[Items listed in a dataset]

=======

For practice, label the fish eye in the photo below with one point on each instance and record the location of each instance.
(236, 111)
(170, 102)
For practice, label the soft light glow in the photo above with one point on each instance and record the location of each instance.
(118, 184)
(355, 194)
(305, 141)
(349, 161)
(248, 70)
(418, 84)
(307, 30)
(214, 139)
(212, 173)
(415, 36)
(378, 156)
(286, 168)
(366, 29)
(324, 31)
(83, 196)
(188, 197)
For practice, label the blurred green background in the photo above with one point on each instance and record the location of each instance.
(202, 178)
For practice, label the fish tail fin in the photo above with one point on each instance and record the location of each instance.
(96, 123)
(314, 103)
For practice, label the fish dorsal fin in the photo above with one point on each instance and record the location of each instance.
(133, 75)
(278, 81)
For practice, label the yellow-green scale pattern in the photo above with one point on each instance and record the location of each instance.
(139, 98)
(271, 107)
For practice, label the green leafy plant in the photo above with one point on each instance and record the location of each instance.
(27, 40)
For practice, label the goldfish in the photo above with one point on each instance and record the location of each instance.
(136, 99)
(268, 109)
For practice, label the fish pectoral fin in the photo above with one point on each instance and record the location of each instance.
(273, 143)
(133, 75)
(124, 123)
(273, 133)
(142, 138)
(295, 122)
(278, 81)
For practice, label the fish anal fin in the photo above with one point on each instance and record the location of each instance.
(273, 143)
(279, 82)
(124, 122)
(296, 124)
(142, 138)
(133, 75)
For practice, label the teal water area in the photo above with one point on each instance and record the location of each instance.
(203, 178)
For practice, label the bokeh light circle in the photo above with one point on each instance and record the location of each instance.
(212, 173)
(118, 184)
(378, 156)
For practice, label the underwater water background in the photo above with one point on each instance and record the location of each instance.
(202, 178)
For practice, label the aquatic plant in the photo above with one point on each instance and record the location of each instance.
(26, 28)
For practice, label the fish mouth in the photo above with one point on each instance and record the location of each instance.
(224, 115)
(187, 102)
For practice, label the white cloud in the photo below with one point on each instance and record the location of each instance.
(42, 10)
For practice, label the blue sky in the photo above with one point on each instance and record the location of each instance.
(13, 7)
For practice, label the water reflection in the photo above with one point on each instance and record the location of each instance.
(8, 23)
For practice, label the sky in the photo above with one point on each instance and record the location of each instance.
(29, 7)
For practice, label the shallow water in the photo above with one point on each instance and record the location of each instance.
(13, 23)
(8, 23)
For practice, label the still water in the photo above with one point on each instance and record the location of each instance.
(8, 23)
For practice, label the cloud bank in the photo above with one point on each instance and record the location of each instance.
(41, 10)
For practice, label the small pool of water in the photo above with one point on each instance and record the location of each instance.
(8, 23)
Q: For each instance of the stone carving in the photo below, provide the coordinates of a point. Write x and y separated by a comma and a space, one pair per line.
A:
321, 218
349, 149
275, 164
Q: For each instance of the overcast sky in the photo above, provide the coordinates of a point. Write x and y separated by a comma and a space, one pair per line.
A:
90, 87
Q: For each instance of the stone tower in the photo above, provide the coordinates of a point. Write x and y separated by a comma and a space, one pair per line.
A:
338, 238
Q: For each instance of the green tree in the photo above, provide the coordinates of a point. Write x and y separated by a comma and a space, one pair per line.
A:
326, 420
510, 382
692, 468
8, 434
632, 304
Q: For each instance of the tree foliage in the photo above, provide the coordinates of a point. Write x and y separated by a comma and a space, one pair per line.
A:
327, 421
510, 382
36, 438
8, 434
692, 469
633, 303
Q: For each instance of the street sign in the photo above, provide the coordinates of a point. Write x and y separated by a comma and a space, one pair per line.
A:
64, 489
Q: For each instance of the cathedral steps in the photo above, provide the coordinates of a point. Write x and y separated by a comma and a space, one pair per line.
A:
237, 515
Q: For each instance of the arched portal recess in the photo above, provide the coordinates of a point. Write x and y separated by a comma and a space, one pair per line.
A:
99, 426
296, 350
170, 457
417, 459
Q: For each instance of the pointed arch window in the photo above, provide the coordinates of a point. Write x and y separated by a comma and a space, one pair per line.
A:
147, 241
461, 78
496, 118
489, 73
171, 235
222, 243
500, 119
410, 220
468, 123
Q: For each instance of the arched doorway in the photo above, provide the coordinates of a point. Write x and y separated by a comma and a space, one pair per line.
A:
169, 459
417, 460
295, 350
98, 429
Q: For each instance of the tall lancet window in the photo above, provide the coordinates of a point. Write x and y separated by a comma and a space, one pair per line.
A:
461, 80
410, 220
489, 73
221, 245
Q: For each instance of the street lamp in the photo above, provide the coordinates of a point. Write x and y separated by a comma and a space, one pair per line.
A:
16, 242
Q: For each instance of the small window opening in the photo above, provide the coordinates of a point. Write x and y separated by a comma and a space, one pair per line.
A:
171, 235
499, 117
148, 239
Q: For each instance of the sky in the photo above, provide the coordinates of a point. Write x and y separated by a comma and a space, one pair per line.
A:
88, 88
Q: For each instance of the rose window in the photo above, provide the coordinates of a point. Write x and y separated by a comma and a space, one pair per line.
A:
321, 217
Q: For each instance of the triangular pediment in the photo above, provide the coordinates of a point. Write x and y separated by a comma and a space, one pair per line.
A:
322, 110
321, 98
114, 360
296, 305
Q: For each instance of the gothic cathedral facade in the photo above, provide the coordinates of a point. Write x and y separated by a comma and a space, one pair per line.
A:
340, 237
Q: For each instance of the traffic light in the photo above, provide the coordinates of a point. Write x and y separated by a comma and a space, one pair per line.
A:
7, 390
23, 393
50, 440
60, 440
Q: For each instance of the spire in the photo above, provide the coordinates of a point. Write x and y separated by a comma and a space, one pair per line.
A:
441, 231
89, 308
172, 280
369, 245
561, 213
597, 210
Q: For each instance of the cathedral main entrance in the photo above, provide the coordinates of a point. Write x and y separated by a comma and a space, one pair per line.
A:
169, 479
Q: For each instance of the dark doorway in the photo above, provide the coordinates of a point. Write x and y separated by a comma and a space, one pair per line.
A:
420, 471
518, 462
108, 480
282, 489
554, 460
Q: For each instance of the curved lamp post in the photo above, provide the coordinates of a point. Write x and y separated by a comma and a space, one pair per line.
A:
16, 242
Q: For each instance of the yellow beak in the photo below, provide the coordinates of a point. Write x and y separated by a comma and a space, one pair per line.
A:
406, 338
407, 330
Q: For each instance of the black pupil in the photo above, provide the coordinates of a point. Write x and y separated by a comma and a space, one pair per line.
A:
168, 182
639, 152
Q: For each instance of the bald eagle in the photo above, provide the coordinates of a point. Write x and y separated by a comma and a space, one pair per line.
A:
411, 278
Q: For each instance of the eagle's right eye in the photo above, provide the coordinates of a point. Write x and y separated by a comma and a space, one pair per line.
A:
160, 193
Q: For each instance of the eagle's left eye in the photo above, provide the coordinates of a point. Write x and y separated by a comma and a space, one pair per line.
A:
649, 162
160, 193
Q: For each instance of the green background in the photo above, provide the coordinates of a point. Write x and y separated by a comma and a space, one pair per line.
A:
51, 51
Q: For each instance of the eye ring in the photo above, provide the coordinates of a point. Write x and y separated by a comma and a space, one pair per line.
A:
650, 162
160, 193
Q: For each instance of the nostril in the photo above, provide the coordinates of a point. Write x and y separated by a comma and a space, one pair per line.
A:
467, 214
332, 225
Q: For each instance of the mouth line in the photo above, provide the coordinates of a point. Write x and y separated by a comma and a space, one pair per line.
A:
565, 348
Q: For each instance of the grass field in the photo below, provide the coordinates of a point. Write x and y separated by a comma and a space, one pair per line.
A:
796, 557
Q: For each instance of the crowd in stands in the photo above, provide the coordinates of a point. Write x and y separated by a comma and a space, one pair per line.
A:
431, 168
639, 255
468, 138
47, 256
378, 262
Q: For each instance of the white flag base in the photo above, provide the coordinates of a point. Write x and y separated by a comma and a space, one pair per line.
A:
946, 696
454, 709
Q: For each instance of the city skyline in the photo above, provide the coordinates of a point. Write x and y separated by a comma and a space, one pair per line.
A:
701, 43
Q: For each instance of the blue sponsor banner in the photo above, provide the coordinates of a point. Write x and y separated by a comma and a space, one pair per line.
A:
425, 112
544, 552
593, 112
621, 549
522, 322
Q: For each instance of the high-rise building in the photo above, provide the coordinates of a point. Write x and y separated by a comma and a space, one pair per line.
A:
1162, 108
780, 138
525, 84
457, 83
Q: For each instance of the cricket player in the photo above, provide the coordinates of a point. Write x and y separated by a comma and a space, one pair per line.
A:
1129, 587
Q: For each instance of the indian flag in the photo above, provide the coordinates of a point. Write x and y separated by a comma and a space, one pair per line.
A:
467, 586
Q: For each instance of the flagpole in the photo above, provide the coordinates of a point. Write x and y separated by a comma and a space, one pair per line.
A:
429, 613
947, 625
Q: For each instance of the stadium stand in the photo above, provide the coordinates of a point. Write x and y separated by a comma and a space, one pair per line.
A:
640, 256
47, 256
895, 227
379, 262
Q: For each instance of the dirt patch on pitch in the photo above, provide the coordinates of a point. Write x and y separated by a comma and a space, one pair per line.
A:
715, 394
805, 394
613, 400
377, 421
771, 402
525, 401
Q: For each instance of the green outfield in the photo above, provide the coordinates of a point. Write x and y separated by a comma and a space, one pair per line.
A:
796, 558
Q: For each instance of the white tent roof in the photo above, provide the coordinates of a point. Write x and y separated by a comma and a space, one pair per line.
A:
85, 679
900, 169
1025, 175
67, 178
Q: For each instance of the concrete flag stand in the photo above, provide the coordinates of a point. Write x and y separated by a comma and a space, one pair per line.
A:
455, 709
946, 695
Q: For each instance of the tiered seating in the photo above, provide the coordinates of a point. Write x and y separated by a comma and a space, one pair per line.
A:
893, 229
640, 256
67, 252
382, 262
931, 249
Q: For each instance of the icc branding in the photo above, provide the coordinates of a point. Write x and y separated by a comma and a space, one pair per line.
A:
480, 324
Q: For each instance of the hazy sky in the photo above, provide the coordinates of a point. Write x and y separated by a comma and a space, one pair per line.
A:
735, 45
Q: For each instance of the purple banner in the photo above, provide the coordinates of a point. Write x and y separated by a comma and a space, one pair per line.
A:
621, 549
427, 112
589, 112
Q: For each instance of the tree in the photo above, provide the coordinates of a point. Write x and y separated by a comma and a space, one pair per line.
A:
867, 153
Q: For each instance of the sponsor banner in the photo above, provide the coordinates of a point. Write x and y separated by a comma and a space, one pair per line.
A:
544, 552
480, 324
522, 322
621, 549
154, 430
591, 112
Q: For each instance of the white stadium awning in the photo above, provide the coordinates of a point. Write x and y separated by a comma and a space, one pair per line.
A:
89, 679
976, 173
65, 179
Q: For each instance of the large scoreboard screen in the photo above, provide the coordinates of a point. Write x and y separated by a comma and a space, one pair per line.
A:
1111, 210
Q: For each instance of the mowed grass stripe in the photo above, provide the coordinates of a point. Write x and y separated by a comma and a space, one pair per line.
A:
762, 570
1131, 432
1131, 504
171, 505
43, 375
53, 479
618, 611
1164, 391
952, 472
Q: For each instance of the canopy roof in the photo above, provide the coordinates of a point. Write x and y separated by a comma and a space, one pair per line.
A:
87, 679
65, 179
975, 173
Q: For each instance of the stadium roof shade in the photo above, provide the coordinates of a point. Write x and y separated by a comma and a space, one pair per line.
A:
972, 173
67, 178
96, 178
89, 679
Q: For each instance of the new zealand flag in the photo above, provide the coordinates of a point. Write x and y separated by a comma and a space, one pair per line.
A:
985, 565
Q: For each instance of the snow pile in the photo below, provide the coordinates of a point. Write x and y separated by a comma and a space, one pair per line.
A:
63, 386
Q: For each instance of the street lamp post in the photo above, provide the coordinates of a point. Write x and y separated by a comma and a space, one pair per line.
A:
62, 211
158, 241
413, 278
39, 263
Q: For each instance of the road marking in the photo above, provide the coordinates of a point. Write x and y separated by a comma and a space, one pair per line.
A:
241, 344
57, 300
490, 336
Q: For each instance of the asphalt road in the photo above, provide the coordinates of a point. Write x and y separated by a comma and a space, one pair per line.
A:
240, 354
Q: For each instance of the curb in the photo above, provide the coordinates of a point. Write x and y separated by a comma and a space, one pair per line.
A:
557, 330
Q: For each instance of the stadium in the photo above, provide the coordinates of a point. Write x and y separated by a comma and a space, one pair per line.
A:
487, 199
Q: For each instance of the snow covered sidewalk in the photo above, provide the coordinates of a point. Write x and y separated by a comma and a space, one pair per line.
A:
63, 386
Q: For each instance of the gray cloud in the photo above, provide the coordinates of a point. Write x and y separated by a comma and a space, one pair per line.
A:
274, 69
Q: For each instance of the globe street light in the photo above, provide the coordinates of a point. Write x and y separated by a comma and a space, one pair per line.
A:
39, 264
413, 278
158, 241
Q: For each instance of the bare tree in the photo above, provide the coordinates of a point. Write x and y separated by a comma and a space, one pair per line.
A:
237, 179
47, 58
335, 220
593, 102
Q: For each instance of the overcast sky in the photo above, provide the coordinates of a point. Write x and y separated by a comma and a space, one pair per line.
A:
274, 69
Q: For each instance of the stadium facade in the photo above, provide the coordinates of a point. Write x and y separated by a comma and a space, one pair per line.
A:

=======

_Problem_: In the records above, locate the line that contains "Q: For each instance of the snow pile". Repeat it and every line after it, exactly, and nothing else.

_Final answer_:
Q: For each instance of the snow pile in the photo below, provide the coordinates of a point. Write x and y separated by a comma and a space, one pair per line.
A:
63, 386
Q: For each instance of the street lamp post in the photo above, provide the coordinates of a point. Write x and y separated by a comma and a space, one pair per line.
A:
62, 211
158, 241
413, 278
39, 263
Q: For each instance of the road marking in the photo above, provide the coordinates of a point. Write x and y separated by a comma and a space, one pair per line.
A:
241, 344
57, 300
490, 336
Q: For each instance of the asphalt road in the photo above, provide the coordinates of a point. Write x and y separated by a comma and a space, one pair per line.
A:
240, 354
Q: For each instance of the curb in the photo above, provide the coordinates of a point. Write x and y separated by a comma and a space, one pair per line.
A:
557, 330
Q: For each instance of the stadium in the photo above, provide the coordinates of a point. Write x and y separated by a comma and a space, one pair per line.
A:
487, 199
Q: For each instance of the snow covered sidewalk in the photo above, provide the coordinates of a point. Write x and y separated by a comma and a space, one pair per line.
A:
63, 386
Q: For each instance of the gray cloud in the photo above, provide the coordinates of a point. Write x and y separated by a comma and a space, one pair per line.
A:
274, 69
Q: For each instance of the globe street light in the photo above, provide the coordinates of a point. Write x and y separated by a comma and a space, one pair per line.
A:
39, 264
413, 278
158, 241
Q: For each instance of the bare tree in the photo above, provide the coordinates of a point. Write x and y separated by a comma and a space, one pair per line.
A:
237, 179
47, 58
335, 220
593, 102
Q: For each instance of the overcast sky in the photo above, provide the coordinates of a point. Write x and y separated by a comma and a space, one pair per line.
A:
274, 69
Q: For each instance of the stadium facade in the photo above, provide the coordinates of a point. Write x and y separated by a comma and a space, one pair per line.
A:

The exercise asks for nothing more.